__Dataset records__:
------------------------------------------------------------------------

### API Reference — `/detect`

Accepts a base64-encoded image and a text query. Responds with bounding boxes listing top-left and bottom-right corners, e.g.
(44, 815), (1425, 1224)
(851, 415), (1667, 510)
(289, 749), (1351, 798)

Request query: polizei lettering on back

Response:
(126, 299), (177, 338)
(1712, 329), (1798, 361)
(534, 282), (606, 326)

------------------------------------------------------------------------

__Requirement__:
Once the line with "(44, 815), (1425, 1224)" is found, write out that line and every one after it through the last line of the records, exactly and with nothing else.

__Response to this exercise__:
(44, 815), (1425, 1224)
(851, 415), (1667, 510)
(289, 749), (1351, 798)

Request query: polizei lettering on back

Response:
(126, 299), (177, 338)
(1712, 329), (1798, 361)
(534, 282), (606, 326)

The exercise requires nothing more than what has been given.